** begin Text shown **
Good to see Kellen Winslow getting another shot at the league.
Random Fin: Uh, Coach? Didn’t want to say anything but…that drunk guy in Tampa did it better yesterday.
Jets Fan: Wasn’t good here either.
(OK, let’s see if I can get this to work…)
Deatrich Wise: Hey, Tommy – can I haz that bounty money now?
TB12: (loud whisper) SHHHHH! Wrong guy, dumbass! You’re a year and a half too late!
Well done.
And technically sufficient.
I haven’t seen a twenty target a seven like that since Roy Moore was in college.
Oh that’s good.
More like LeBrock Osweiler, amirite?
COACH GASE: Can’t…stop…doing…the monkey.
COP: Can you describe the person who assaulted you?
** end Text shown **
**Problem set**.
A) Copy out the part of the comments above that starts at the words "Deatrich Wise: Hey, Tommy" and stops after "Oh that’s good.".
B) In the comments above, who asks Tommy whether he can have the bounty money now?
** begin Provided records **
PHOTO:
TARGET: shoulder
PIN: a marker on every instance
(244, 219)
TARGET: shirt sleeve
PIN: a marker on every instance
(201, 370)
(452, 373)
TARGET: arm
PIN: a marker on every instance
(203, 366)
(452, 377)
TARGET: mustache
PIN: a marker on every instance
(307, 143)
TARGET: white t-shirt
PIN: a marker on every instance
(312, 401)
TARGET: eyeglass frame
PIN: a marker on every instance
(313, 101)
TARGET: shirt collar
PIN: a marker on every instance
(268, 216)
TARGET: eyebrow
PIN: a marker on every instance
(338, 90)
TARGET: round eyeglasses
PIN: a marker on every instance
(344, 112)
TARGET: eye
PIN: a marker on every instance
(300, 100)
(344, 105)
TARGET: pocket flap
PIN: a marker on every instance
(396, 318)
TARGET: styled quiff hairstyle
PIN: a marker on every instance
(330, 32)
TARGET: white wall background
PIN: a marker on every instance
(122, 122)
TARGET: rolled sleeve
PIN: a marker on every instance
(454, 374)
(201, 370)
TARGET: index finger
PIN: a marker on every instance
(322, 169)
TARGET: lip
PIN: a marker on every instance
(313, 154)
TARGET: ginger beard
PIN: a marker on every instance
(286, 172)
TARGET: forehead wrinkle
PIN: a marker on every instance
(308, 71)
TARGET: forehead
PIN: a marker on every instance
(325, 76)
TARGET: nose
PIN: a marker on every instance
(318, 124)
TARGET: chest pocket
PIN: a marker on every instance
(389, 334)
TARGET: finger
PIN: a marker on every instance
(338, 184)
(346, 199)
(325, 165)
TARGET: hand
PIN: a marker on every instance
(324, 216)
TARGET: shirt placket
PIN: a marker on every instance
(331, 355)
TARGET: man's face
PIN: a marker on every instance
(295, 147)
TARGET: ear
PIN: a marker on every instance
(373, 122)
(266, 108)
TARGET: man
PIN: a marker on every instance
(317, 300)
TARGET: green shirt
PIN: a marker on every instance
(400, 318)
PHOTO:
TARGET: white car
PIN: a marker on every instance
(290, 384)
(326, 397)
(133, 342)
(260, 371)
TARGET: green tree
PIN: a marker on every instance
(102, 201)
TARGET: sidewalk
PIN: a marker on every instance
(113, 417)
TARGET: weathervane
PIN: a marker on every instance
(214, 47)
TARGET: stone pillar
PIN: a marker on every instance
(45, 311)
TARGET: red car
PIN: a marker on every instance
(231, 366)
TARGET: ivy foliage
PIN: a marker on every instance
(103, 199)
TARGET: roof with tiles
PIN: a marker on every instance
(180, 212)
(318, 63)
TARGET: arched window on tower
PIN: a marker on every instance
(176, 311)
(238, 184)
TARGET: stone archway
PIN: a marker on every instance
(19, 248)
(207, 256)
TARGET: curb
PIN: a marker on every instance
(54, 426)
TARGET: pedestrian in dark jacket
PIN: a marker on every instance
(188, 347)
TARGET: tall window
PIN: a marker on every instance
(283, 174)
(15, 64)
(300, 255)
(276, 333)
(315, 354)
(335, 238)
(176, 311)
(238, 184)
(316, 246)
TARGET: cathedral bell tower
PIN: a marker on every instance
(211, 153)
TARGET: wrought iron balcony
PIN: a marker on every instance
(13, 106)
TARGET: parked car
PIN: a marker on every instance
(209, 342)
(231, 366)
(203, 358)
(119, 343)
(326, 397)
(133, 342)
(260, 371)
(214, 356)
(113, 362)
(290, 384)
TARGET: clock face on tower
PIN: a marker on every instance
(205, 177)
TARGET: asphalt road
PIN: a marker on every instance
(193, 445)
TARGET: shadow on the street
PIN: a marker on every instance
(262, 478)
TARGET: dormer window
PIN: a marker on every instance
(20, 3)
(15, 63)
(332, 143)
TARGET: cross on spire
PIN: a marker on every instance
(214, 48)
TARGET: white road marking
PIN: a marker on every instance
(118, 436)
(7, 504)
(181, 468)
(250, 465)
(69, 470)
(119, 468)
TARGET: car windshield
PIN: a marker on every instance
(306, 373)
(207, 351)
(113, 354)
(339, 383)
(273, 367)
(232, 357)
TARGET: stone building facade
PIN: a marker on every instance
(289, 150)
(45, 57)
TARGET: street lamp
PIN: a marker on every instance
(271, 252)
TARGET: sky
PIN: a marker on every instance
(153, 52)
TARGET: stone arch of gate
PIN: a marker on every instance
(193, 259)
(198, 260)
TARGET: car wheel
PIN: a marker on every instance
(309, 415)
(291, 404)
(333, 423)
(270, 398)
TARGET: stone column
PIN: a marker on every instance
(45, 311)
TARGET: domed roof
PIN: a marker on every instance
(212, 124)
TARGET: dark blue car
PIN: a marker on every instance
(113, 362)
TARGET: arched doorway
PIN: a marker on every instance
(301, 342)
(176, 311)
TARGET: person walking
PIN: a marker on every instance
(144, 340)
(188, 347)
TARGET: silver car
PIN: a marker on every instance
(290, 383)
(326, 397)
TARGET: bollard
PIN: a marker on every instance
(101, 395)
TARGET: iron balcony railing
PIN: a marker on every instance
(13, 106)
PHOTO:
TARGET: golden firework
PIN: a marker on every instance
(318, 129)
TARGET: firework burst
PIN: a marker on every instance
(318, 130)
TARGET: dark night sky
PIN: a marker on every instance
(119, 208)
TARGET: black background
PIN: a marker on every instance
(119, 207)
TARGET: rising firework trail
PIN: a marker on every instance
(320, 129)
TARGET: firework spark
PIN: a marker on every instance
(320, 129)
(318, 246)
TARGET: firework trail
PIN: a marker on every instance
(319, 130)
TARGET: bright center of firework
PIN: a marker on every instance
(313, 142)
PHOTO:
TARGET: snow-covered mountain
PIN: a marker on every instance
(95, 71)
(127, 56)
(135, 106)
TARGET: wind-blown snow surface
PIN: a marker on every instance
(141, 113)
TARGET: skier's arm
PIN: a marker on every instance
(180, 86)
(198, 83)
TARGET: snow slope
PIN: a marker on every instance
** end Provided records **
**Correct answers**.
A)
Deatrich Wise: Hey, Tommy – can I haz that bounty money now?
TB12: (loud whisper) SHHHHH! Wrong guy, dumbass! You’re a year and a half too late!
Well done.
And technically sufficient.
I haven’t seen a twenty target a seven like that since Roy Moore was in college.
Oh that’s good.

B) Deatrich Wise